------ Source data ------

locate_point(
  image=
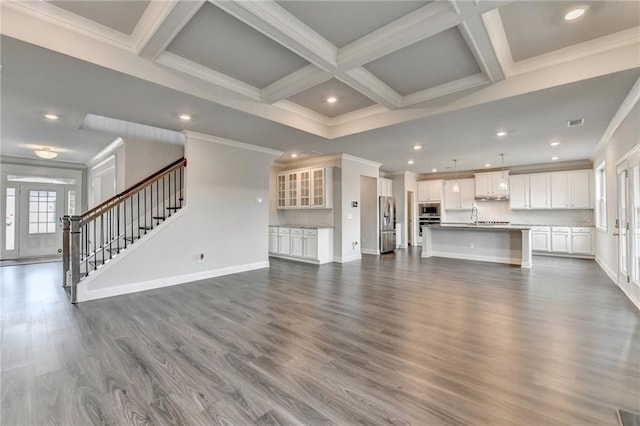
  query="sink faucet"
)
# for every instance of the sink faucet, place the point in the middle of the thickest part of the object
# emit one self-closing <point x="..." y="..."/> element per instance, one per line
<point x="474" y="215"/>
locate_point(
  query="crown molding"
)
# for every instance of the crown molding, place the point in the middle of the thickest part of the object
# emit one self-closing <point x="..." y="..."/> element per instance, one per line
<point x="279" y="25"/>
<point x="236" y="144"/>
<point x="296" y="82"/>
<point x="429" y="20"/>
<point x="371" y="86"/>
<point x="445" y="89"/>
<point x="632" y="99"/>
<point x="160" y="24"/>
<point x="73" y="22"/>
<point x="186" y="66"/>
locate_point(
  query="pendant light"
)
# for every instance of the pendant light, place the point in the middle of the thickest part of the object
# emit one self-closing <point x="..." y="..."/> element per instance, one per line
<point x="503" y="183"/>
<point x="456" y="187"/>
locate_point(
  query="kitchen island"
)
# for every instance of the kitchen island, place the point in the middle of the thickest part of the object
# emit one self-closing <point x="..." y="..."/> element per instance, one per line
<point x="487" y="243"/>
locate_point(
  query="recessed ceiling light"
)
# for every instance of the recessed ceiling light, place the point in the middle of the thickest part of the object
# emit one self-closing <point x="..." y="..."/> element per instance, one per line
<point x="576" y="12"/>
<point x="45" y="153"/>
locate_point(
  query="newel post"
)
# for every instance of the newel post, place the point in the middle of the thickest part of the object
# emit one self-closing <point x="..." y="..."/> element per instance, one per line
<point x="66" y="228"/>
<point x="75" y="255"/>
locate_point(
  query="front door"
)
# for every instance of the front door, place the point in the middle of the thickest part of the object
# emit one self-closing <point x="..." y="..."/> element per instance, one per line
<point x="41" y="206"/>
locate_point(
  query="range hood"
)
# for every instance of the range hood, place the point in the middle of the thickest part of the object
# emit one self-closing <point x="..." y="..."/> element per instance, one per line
<point x="492" y="198"/>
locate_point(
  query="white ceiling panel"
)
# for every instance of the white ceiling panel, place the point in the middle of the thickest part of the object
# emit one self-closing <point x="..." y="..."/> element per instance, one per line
<point x="316" y="98"/>
<point x="119" y="15"/>
<point x="219" y="41"/>
<point x="545" y="19"/>
<point x="437" y="60"/>
<point x="343" y="22"/>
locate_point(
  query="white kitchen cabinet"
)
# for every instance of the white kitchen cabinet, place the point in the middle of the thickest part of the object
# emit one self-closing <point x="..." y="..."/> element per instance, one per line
<point x="487" y="185"/>
<point x="305" y="188"/>
<point x="560" y="239"/>
<point x="385" y="187"/>
<point x="541" y="238"/>
<point x="430" y="190"/>
<point x="529" y="191"/>
<point x="572" y="190"/>
<point x="582" y="240"/>
<point x="462" y="200"/>
<point x="311" y="245"/>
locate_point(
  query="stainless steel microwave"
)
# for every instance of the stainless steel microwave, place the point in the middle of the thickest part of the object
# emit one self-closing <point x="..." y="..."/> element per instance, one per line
<point x="429" y="209"/>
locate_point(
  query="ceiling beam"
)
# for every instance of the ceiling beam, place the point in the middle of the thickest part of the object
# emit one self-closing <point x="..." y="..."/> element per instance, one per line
<point x="294" y="83"/>
<point x="160" y="24"/>
<point x="416" y="26"/>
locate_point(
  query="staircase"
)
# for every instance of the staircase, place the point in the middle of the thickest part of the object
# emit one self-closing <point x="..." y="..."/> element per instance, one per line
<point x="107" y="230"/>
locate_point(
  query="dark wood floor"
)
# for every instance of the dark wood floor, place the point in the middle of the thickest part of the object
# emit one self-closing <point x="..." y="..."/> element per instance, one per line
<point x="394" y="339"/>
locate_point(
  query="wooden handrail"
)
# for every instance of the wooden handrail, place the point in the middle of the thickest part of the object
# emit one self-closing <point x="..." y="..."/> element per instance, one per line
<point x="96" y="211"/>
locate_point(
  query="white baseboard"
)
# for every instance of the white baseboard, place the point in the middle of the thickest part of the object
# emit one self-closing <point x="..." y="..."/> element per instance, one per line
<point x="477" y="257"/>
<point x="370" y="251"/>
<point x="85" y="294"/>
<point x="610" y="272"/>
<point x="345" y="259"/>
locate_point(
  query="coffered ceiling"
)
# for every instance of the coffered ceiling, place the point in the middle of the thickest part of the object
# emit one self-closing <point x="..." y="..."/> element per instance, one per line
<point x="389" y="64"/>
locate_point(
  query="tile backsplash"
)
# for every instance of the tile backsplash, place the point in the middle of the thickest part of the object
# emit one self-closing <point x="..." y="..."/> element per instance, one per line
<point x="500" y="211"/>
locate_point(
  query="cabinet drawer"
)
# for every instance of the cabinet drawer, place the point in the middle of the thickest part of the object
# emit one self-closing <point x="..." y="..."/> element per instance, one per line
<point x="581" y="230"/>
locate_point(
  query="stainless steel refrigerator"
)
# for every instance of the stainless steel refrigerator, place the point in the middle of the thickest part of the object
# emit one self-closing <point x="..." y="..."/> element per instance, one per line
<point x="387" y="224"/>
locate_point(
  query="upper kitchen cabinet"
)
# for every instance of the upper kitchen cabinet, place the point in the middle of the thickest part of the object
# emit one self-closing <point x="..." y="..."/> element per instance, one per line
<point x="305" y="189"/>
<point x="572" y="190"/>
<point x="461" y="200"/>
<point x="530" y="191"/>
<point x="488" y="185"/>
<point x="385" y="187"/>
<point x="429" y="190"/>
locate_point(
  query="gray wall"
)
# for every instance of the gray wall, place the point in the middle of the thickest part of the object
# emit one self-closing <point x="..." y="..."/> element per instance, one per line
<point x="369" y="214"/>
<point x="223" y="220"/>
<point x="626" y="137"/>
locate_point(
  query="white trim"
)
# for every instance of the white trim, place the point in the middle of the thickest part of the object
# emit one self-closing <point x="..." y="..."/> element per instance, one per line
<point x="361" y="160"/>
<point x="345" y="259"/>
<point x="630" y="101"/>
<point x="85" y="294"/>
<point x="191" y="68"/>
<point x="613" y="275"/>
<point x="229" y="142"/>
<point x="370" y="251"/>
<point x="479" y="258"/>
<point x="70" y="21"/>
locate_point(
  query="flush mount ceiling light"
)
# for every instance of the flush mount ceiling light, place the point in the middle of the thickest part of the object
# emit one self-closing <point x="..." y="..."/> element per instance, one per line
<point x="576" y="12"/>
<point x="45" y="153"/>
<point x="456" y="186"/>
<point x="503" y="183"/>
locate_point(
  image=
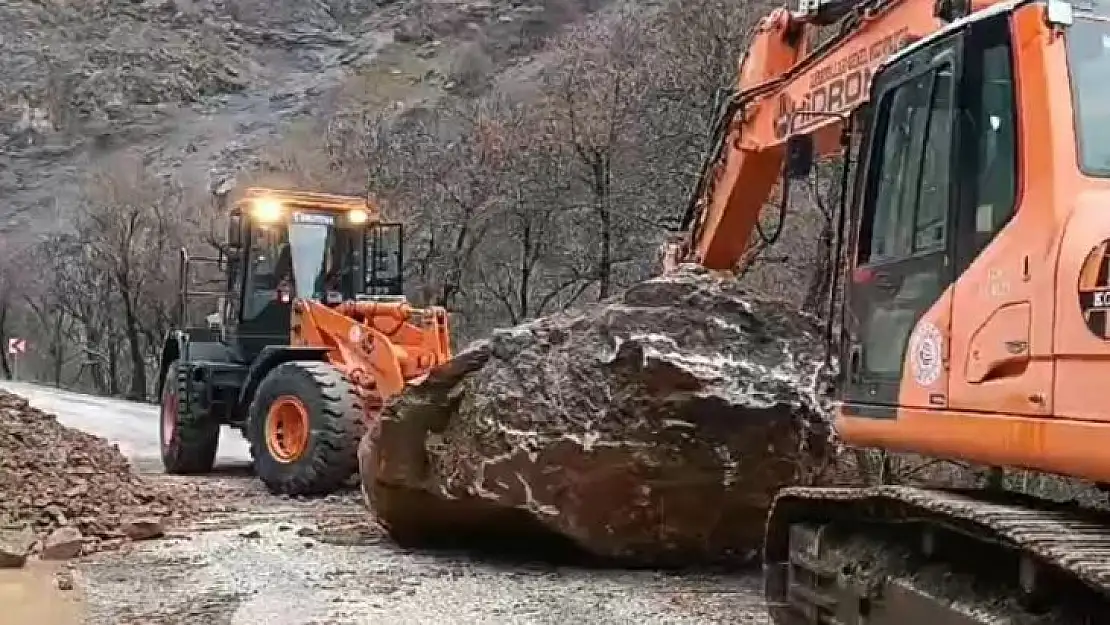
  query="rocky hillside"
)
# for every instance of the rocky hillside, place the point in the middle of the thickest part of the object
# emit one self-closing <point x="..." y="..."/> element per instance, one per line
<point x="198" y="87"/>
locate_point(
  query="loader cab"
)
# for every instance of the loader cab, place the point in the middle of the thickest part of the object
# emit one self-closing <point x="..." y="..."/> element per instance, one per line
<point x="285" y="247"/>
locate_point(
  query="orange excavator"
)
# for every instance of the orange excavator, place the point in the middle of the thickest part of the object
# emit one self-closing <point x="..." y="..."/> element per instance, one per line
<point x="311" y="335"/>
<point x="974" y="243"/>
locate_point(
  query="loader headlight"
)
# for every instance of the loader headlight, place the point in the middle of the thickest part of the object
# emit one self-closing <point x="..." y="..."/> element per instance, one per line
<point x="266" y="210"/>
<point x="357" y="217"/>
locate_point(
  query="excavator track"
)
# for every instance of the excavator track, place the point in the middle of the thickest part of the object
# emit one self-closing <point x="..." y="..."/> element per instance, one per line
<point x="904" y="555"/>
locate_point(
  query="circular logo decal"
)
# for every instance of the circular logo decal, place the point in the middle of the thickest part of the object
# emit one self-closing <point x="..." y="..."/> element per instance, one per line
<point x="926" y="353"/>
<point x="1095" y="291"/>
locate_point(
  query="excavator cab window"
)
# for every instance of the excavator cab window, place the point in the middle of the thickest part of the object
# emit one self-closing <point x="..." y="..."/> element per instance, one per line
<point x="906" y="197"/>
<point x="1088" y="42"/>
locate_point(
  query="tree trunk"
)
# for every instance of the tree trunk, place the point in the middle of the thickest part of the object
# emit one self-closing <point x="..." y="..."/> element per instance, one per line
<point x="138" y="391"/>
<point x="4" y="363"/>
<point x="113" y="371"/>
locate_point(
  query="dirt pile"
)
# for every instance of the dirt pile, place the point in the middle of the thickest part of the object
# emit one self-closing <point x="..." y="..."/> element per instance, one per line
<point x="66" y="493"/>
<point x="653" y="429"/>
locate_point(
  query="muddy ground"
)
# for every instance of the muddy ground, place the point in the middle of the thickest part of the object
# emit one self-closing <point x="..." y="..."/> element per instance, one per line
<point x="260" y="558"/>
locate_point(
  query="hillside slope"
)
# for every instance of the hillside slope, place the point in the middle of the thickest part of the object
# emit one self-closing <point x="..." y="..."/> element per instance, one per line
<point x="199" y="87"/>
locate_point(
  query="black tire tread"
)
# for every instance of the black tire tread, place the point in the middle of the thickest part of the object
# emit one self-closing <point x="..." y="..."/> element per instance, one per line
<point x="198" y="435"/>
<point x="333" y="455"/>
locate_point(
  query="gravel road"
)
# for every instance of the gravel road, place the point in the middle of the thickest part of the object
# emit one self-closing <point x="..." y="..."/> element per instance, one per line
<point x="260" y="558"/>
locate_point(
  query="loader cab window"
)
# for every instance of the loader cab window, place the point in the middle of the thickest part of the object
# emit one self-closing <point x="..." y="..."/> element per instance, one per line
<point x="270" y="269"/>
<point x="310" y="258"/>
<point x="384" y="254"/>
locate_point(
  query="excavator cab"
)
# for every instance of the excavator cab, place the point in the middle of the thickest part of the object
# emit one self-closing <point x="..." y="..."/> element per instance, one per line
<point x="975" y="324"/>
<point x="313" y="333"/>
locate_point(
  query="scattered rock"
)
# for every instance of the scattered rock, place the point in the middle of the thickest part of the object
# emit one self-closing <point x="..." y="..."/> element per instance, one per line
<point x="612" y="426"/>
<point x="62" y="544"/>
<point x="14" y="546"/>
<point x="73" y="489"/>
<point x="143" y="528"/>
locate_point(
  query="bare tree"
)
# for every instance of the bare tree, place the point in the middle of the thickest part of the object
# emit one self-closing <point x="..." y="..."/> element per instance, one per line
<point x="597" y="88"/>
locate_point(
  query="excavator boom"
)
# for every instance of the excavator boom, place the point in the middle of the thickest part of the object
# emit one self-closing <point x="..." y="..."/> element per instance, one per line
<point x="975" y="315"/>
<point x="789" y="90"/>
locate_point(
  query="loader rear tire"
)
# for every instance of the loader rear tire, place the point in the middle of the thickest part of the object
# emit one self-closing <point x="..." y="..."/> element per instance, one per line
<point x="305" y="423"/>
<point x="189" y="437"/>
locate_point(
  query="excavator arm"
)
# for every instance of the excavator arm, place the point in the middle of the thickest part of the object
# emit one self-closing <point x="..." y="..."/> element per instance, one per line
<point x="967" y="333"/>
<point x="793" y="102"/>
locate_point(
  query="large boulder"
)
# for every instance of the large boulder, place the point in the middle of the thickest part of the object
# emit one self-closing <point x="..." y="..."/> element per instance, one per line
<point x="652" y="429"/>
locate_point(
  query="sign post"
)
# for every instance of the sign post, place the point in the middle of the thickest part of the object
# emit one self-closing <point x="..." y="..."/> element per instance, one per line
<point x="16" y="348"/>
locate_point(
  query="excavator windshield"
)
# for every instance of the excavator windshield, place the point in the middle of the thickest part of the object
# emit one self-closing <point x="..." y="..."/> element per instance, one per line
<point x="1089" y="70"/>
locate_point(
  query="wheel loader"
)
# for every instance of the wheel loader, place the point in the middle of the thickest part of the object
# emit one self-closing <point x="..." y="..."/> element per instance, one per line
<point x="311" y="334"/>
<point x="974" y="239"/>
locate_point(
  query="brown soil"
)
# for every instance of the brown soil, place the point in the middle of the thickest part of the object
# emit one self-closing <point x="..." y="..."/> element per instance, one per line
<point x="31" y="595"/>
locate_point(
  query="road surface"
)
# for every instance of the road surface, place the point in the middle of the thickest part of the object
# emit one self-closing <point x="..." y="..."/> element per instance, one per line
<point x="261" y="558"/>
<point x="132" y="425"/>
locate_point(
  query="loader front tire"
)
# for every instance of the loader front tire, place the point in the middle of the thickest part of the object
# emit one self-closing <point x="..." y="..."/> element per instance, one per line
<point x="189" y="437"/>
<point x="304" y="426"/>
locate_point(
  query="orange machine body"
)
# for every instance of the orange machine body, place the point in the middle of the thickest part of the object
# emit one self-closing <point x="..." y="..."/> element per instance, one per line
<point x="1005" y="365"/>
<point x="380" y="346"/>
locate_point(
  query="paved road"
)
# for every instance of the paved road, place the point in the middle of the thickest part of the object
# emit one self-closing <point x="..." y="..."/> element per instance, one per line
<point x="133" y="426"/>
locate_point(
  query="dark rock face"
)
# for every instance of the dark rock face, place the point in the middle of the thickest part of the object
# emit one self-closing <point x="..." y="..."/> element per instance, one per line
<point x="653" y="429"/>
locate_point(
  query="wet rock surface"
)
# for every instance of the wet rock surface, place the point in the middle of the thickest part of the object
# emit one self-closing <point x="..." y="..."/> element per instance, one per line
<point x="69" y="492"/>
<point x="653" y="429"/>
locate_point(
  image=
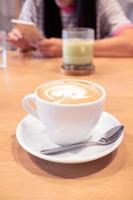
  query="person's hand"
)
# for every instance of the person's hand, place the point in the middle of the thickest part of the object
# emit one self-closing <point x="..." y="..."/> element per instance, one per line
<point x="50" y="47"/>
<point x="16" y="38"/>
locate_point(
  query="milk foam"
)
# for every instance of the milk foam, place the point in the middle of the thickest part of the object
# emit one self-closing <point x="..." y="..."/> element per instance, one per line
<point x="61" y="92"/>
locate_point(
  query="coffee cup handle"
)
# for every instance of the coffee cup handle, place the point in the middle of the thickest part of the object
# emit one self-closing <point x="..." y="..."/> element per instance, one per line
<point x="27" y="106"/>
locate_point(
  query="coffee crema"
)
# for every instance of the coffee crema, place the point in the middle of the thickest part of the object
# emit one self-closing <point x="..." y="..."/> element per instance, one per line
<point x="69" y="92"/>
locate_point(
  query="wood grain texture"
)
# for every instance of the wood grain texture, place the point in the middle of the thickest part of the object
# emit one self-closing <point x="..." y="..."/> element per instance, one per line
<point x="25" y="177"/>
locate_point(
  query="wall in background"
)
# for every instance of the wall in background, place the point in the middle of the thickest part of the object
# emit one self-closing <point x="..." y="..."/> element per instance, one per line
<point x="127" y="6"/>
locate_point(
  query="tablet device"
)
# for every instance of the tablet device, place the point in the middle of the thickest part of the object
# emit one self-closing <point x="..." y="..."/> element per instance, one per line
<point x="28" y="29"/>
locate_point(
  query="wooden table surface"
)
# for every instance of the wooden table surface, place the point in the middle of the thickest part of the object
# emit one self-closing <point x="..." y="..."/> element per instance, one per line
<point x="25" y="177"/>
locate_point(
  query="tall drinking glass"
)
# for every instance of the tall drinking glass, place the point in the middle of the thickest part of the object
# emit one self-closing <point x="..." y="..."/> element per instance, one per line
<point x="3" y="56"/>
<point x="78" y="51"/>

------

Prompt:
Count how many lines in the rows above contain the string "dark", with case counting, and reply with the number alone.

Written response:
4